• [Your instructions]
Count the lines below that contain the string "soil", treating case as significant. Reply with the number alone.

=== Source material ===

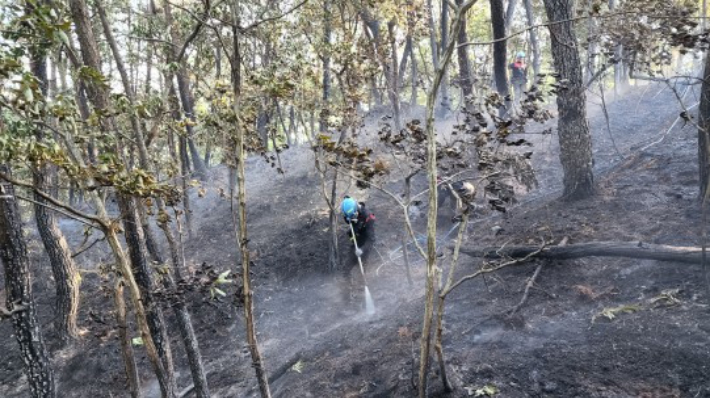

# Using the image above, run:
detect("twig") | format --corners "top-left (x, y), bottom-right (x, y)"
top-left (15, 194), bottom-right (96, 227)
top-left (441, 244), bottom-right (547, 297)
top-left (508, 263), bottom-right (543, 317)
top-left (71, 237), bottom-right (106, 258)
top-left (0, 300), bottom-right (29, 320)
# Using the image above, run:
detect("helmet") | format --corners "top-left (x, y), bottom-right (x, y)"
top-left (340, 196), bottom-right (357, 221)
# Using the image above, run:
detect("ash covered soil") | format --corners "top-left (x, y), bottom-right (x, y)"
top-left (0, 85), bottom-right (710, 398)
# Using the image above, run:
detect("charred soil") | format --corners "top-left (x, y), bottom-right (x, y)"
top-left (0, 85), bottom-right (710, 398)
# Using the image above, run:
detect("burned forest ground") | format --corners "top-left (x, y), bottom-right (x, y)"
top-left (0, 84), bottom-right (710, 398)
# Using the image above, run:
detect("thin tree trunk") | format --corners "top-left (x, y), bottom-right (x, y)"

===

• [Reply to the exercise]
2